THE PROBLEM: Copy the following lines without any changes.

(A block of data)
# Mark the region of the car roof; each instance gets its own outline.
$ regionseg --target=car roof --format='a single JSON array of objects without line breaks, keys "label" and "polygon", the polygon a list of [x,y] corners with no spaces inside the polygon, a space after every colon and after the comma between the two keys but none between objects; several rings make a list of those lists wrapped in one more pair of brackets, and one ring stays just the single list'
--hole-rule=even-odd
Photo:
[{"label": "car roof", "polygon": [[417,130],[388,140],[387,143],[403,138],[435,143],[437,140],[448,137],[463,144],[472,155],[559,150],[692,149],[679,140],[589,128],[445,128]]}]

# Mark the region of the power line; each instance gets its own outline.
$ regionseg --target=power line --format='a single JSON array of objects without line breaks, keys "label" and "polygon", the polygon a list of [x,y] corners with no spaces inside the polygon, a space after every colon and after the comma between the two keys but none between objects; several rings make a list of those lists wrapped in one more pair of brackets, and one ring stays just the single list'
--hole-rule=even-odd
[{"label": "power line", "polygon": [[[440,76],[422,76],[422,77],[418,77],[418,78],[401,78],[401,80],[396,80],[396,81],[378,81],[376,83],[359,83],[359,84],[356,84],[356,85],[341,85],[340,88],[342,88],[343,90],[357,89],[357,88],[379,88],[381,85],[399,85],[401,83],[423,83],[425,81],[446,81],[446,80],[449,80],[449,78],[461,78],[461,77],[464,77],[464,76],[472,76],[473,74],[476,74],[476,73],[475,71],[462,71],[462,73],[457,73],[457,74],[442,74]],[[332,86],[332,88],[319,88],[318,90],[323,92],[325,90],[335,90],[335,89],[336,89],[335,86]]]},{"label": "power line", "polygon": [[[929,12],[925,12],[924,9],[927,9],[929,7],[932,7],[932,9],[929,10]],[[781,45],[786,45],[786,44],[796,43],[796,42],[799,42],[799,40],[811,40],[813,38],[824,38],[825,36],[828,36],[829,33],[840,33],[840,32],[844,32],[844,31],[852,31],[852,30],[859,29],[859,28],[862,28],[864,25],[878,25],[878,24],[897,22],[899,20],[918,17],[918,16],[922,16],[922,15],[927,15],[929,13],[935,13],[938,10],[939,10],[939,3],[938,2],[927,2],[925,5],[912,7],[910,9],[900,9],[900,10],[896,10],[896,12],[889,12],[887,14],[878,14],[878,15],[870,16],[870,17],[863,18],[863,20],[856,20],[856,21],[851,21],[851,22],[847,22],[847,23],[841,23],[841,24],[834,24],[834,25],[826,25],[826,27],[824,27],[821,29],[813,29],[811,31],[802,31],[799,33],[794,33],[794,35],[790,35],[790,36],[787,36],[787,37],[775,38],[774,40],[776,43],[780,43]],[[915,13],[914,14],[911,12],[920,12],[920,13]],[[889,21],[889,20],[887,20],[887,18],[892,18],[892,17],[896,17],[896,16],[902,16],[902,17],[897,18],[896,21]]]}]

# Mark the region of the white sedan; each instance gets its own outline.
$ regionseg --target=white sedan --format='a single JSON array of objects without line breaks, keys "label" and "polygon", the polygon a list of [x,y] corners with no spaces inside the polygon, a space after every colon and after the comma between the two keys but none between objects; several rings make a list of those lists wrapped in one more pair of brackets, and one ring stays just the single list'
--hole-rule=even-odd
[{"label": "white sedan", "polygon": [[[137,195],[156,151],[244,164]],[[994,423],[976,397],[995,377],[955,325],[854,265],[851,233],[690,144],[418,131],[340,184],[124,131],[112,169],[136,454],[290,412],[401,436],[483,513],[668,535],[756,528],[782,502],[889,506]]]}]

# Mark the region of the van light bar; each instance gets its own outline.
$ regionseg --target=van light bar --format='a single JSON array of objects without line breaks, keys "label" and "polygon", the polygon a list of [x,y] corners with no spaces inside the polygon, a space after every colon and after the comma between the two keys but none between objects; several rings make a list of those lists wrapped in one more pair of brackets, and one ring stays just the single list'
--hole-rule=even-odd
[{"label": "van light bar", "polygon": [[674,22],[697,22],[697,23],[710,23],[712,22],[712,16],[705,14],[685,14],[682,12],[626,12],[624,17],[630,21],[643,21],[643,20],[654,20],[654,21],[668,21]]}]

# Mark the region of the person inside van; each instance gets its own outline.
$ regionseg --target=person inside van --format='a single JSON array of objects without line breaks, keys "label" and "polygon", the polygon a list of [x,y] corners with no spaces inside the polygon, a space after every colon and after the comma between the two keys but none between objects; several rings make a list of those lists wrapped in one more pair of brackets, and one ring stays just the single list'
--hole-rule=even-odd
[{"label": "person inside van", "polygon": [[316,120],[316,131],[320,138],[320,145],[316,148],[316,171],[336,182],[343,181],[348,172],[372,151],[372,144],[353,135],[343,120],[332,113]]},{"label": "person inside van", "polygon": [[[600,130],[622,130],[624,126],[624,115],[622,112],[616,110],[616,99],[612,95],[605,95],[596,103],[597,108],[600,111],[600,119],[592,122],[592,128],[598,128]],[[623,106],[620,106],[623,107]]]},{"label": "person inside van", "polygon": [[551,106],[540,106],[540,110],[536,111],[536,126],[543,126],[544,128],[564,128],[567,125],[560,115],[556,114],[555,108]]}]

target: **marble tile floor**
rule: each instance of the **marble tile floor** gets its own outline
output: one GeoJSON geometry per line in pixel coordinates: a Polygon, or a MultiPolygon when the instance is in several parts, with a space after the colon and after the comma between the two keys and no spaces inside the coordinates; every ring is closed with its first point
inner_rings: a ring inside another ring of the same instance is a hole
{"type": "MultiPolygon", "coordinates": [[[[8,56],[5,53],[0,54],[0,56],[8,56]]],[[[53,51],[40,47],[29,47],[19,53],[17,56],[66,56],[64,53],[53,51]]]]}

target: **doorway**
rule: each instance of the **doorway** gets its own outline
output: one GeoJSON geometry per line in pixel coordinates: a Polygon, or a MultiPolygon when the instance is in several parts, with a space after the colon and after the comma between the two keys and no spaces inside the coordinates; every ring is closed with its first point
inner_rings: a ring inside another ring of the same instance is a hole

OUTPUT BELOW:
# Mark the region of the car roof; each instance gets its own outline.
$ regionseg --target=car roof --format='a single JSON array of objects without line breaks, keys "label" and "polygon", the polygon a list of [x,y] corners with no spaces inside the polygon, a space after every colon and after the comma between the two keys but none between objects; several rings make a list of those lists wrapped in one more pair of brackets, and one ring stays just the single list'
--hole-rule=even-odd
Photo:
[{"label": "car roof", "polygon": [[417,130],[388,140],[387,143],[403,138],[435,143],[437,140],[448,137],[463,144],[472,155],[559,150],[692,149],[679,140],[589,128],[445,128]]}]

# Mark the region of the power line; each instance gets its own outline.
$ regionseg --target=power line --format='a single JSON array of objects without line breaks, keys "label" and "polygon", the polygon a list of [x,y] corners with no spaces inside the polygon, a space after every colon and after the comma between the two keys but none between objects; several rings make a list of those lists wrapped in one more pair of brackets, and one ring stays just the single list'
--hole-rule=even-odd
[{"label": "power line", "polygon": [[[440,76],[422,76],[422,77],[418,77],[418,78],[401,78],[401,80],[396,80],[396,81],[378,81],[376,83],[359,83],[359,84],[356,84],[356,85],[341,85],[340,88],[342,88],[343,90],[357,89],[357,88],[379,88],[381,85],[399,85],[401,83],[423,83],[425,81],[446,81],[446,80],[449,80],[449,78],[461,78],[461,77],[464,77],[464,76],[472,76],[473,74],[476,74],[476,73],[475,71],[462,71],[462,73],[457,73],[457,74],[442,74]],[[332,86],[332,88],[319,88],[318,90],[323,92],[325,90],[335,90],[335,89],[336,89],[335,86]]]},{"label": "power line", "polygon": [[[929,12],[925,12],[924,9],[927,9],[929,7],[932,7],[932,9],[929,10]],[[781,45],[786,45],[786,44],[796,43],[796,42],[799,42],[799,40],[811,40],[813,38],[824,38],[825,36],[828,36],[829,33],[840,33],[840,32],[844,32],[844,31],[852,31],[852,30],[859,29],[859,28],[862,28],[864,25],[878,25],[878,24],[897,22],[899,20],[918,17],[918,16],[922,16],[922,15],[927,15],[929,13],[935,13],[938,10],[939,10],[939,3],[938,2],[927,2],[925,5],[912,7],[910,9],[900,9],[900,10],[896,10],[896,12],[889,12],[887,14],[878,14],[878,15],[870,16],[870,17],[863,18],[863,20],[856,20],[856,21],[851,21],[851,22],[847,22],[847,23],[841,23],[841,24],[834,24],[834,25],[826,25],[826,27],[824,27],[821,29],[813,29],[811,31],[802,31],[799,33],[794,33],[794,35],[790,35],[790,36],[787,36],[787,37],[775,38],[774,40],[776,43],[780,43]],[[915,13],[914,14],[911,12],[920,12],[920,13]],[[889,21],[889,20],[887,20],[887,18],[892,18],[892,17],[896,17],[896,16],[902,16],[902,17],[897,18],[896,21]]]}]

# Mark the region of the white sedan; each instance gets its own outline.
$ regionseg --target=white sedan --format='a single JSON array of objects without line breaks, keys "label" and "polygon", the polygon a list of [x,y] corners with no spaces inside the polygon, a space after every colon and after the comma between the two keys but none between objects; several rings make a list of those lists wrapped in one more pair of brackets, and one ring stays just the single list'
--hole-rule=even-odd
[{"label": "white sedan", "polygon": [[[137,195],[156,151],[244,164]],[[994,423],[976,397],[995,377],[955,325],[854,265],[851,233],[690,144],[418,131],[340,184],[124,131],[112,169],[136,454],[290,412],[401,436],[483,513],[668,535],[756,528],[782,502],[889,506]]]}]

# Mark the region of the van light bar; each instance gets its own outline.
$ regionseg --target=van light bar --format='a single JSON array of objects without line breaks, keys "label" and "polygon", the polygon a list of [x,y] corners with no spaces inside the polygon, a space after every colon and after the comma between the two keys but none between objects; several rings make a list of those lists wrapped in one more pair of brackets, and one ring stays just the single list'
--hole-rule=even-odd
[{"label": "van light bar", "polygon": [[674,22],[697,22],[697,23],[710,23],[712,22],[712,16],[705,14],[685,14],[682,12],[626,12],[624,17],[630,21],[643,21],[643,20],[654,20],[654,21],[668,21]]}]

# Mark the region of the person inside van; each instance gets its own outline.
$ regionseg --target=person inside van --format='a single JSON array of objects without line breaks, keys "label" and "polygon", the polygon a list of [x,y] corners with no spaces inside the polygon, a space after every colon and after the comma between the two keys but none between objects; several rings make a list of those lists wrapped in one more pair of brackets, and one ring stays just the single list'
--hole-rule=even-odd
[{"label": "person inside van", "polygon": [[316,120],[316,131],[320,138],[320,145],[316,148],[316,171],[336,182],[343,181],[348,172],[372,151],[372,144],[353,135],[343,120],[332,113]]},{"label": "person inside van", "polygon": [[[600,130],[622,130],[624,126],[624,115],[622,112],[616,110],[616,99],[612,95],[605,95],[596,103],[597,108],[600,111],[600,119],[592,122],[592,128],[598,128]],[[623,106],[620,106],[623,107]]]},{"label": "person inside van", "polygon": [[551,106],[540,106],[540,110],[536,111],[536,126],[543,126],[544,128],[564,128],[567,125],[560,115],[556,114],[555,108]]}]

target: **marble tile floor**
rule: each instance of the **marble tile floor** gets its own outline
output: one GeoJSON geometry per line in pixel coordinates: a Polygon, or a MultiPolygon when the instance is in several parts, with a space after the colon and after the comma between the two keys and no spaces inside the coordinates; every ring is closed with its first point
inner_rings: a ring inside another ring of the same instance is a hole
{"type": "MultiPolygon", "coordinates": [[[[8,56],[5,53],[0,54],[0,56],[8,56]]],[[[53,51],[40,47],[29,47],[19,53],[17,56],[66,56],[64,53],[53,51]]]]}

target: **doorway**
rule: each instance of the **doorway** gets its own outline
output: one GeoJSON geometry per line in pixel coordinates: a Polygon, or a MultiPolygon when the instance is in several parts, with a space after the colon and after the comma between the two keys and no spaces inside the coordinates; every ring is closed with its first point
inner_rings: a ring inside another ring of the same instance is a hole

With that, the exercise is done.